* Exercices proposés *
**a.** Recopiez le passage de l’extrait choisi qui commence à « Les signataires de » et s’arrête après « servir l’accumulation capitaliste. », en remplaçant « entreprises » par « sociétés ».
**b.** Traduisez en anglais cette phrase de l’extrait choisi : « Aucune contrainte n’est prévue par ce PEV fait sur mesure pour servir l’accumulation capitaliste. »

* Extrait choisi *
----

Les signataires de cet article (Bernard Rioux, Roger Rashi, Ginette Lewis, Lucie Mayer, Jessica Squires, Benoit Renaud, Hassoun Karam) sont membres de l’organisation RÉVOLUTION ÉCOSOCIALISTE
Première partie : Le plan pour une économie verte de Legault est un plan en trompe-l’œil
Le Plan pour une économie verte (PEV) est un plan en trompe-l’œil, élaboré sur mesure pour les entreprises afin de renforcer leur capacité concurrentielle avec le soutien gouvernemental. L’économie « verte » de Legault va permettre le détournement de fonds publics vers les entreprises qui auront toute la liberté de décider d’implanter des transformations de leurs procédés de production. Aucune contrainte n’est prévue par ce PEV fait sur mesure pour servir l’accumulation capitaliste.

----

* Extrait des données *
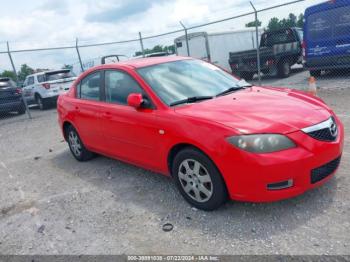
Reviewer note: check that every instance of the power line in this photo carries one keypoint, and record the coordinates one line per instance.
(151, 36)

----

* En réponse *
**a.**
Les signataires de cet article (Bernard Rioux, Roger Rashi, Ginette Lewis, Lucie Mayer, Jessica Squires, Benoit Renaud, Hassoun Karam) sont membres de l’organisation RÉVOLUTION ÉCOSOCIALISTE
Première partie : Le plan pour une économie verte de Legault est un plan en trompe-l’œil
Le Plan pour une économie verte (PEV) est un plan en trompe-l’œil, élaboré sur mesure pour les sociétés afin de renforcer leur capacité concurrentielle avec le soutien gouvernemental. L’économie « verte » de Legault va permettre le détournement de fonds publics vers les sociétés qui auront toute la liberté de décider d’implanter des transformations de leurs procédés de production. Aucune contrainte n’est prévue par ce PEV fait sur mesure pour servir l’accumulation capitaliste.

**b.** No constraints are set out in this PEV, which is tailor-made to serve capitalist accumulation.